● **Excerpts from a detection dataset**
————

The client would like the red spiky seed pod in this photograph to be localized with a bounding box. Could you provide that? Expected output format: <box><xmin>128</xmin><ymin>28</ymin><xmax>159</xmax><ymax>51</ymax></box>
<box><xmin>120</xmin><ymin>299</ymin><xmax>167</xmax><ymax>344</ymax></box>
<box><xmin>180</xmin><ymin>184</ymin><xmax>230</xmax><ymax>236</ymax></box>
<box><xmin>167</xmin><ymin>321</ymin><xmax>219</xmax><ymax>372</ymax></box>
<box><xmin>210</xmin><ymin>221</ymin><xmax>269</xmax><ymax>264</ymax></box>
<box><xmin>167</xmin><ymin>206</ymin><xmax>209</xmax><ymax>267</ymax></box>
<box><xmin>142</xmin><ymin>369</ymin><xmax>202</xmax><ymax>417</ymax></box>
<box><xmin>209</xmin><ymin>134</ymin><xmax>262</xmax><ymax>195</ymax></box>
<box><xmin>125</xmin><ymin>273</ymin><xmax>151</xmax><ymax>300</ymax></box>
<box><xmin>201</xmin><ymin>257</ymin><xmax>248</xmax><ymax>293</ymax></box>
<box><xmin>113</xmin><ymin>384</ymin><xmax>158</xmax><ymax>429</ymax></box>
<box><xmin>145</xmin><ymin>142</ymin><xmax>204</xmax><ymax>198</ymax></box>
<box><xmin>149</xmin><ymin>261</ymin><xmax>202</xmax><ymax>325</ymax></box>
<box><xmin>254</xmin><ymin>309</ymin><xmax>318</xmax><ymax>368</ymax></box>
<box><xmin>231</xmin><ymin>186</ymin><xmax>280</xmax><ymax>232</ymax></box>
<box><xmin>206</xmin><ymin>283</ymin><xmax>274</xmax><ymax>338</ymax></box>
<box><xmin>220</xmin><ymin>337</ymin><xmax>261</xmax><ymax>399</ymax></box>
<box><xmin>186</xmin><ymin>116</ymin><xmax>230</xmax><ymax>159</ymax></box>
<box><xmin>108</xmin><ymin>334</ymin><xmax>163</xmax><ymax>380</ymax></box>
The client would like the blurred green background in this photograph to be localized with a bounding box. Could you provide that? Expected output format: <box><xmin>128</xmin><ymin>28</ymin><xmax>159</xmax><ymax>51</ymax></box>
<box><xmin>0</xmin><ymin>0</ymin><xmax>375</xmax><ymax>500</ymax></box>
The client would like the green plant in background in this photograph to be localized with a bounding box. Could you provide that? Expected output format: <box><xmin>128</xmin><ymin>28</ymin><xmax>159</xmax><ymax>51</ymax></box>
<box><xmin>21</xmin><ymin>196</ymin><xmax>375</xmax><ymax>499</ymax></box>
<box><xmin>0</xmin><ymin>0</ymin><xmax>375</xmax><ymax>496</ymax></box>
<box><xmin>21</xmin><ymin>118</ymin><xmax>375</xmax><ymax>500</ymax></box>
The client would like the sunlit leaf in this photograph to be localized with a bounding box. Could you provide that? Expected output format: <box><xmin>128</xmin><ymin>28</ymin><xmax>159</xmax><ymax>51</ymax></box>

————

● **Exercise aim**
Present all of the records above as a numbered list, leaving out any blank lines.

● **Correct result**
1. The client would like the red spiky seed pod in this photograph to be localized with a bounding box. Could you provide that? Expected output format: <box><xmin>128</xmin><ymin>28</ymin><xmax>159</xmax><ymax>51</ymax></box>
2. <box><xmin>120</xmin><ymin>299</ymin><xmax>167</xmax><ymax>344</ymax></box>
3. <box><xmin>180</xmin><ymin>184</ymin><xmax>230</xmax><ymax>236</ymax></box>
4. <box><xmin>167</xmin><ymin>321</ymin><xmax>219</xmax><ymax>372</ymax></box>
5. <box><xmin>210</xmin><ymin>221</ymin><xmax>269</xmax><ymax>264</ymax></box>
6. <box><xmin>167</xmin><ymin>206</ymin><xmax>209</xmax><ymax>267</ymax></box>
7. <box><xmin>142</xmin><ymin>369</ymin><xmax>202</xmax><ymax>417</ymax></box>
8. <box><xmin>209</xmin><ymin>134</ymin><xmax>262</xmax><ymax>195</ymax></box>
9. <box><xmin>125</xmin><ymin>273</ymin><xmax>151</xmax><ymax>300</ymax></box>
10. <box><xmin>201</xmin><ymin>257</ymin><xmax>248</xmax><ymax>293</ymax></box>
11. <box><xmin>113</xmin><ymin>384</ymin><xmax>158</xmax><ymax>429</ymax></box>
12. <box><xmin>145</xmin><ymin>142</ymin><xmax>204</xmax><ymax>198</ymax></box>
13. <box><xmin>149</xmin><ymin>261</ymin><xmax>202</xmax><ymax>325</ymax></box>
14. <box><xmin>254</xmin><ymin>309</ymin><xmax>318</xmax><ymax>368</ymax></box>
15. <box><xmin>231</xmin><ymin>186</ymin><xmax>280</xmax><ymax>232</ymax></box>
16. <box><xmin>206</xmin><ymin>283</ymin><xmax>274</xmax><ymax>338</ymax></box>
17. <box><xmin>220</xmin><ymin>337</ymin><xmax>261</xmax><ymax>399</ymax></box>
18. <box><xmin>186</xmin><ymin>116</ymin><xmax>230</xmax><ymax>159</ymax></box>
19. <box><xmin>108</xmin><ymin>334</ymin><xmax>163</xmax><ymax>380</ymax></box>
20. The client would like the blurred green background in this photograph to be localized with a bounding box. Could you provide that? Expected output format: <box><xmin>128</xmin><ymin>28</ymin><xmax>159</xmax><ymax>51</ymax></box>
21. <box><xmin>0</xmin><ymin>0</ymin><xmax>375</xmax><ymax>500</ymax></box>
22. The client would like the green plant in background in this photograph to be localized with a bounding box. Could you provide that? Expected output format: <box><xmin>128</xmin><ymin>28</ymin><xmax>159</xmax><ymax>51</ymax></box>
23. <box><xmin>21</xmin><ymin>196</ymin><xmax>375</xmax><ymax>499</ymax></box>
24. <box><xmin>0</xmin><ymin>0</ymin><xmax>375</xmax><ymax>496</ymax></box>
25. <box><xmin>21</xmin><ymin>118</ymin><xmax>375</xmax><ymax>500</ymax></box>
26. The client would like the sunlit leaf in this photograph to be localized with a bounding box. Could you provide that? Expected output format: <box><xmin>128</xmin><ymin>28</ymin><xmax>159</xmax><ymax>51</ymax></box>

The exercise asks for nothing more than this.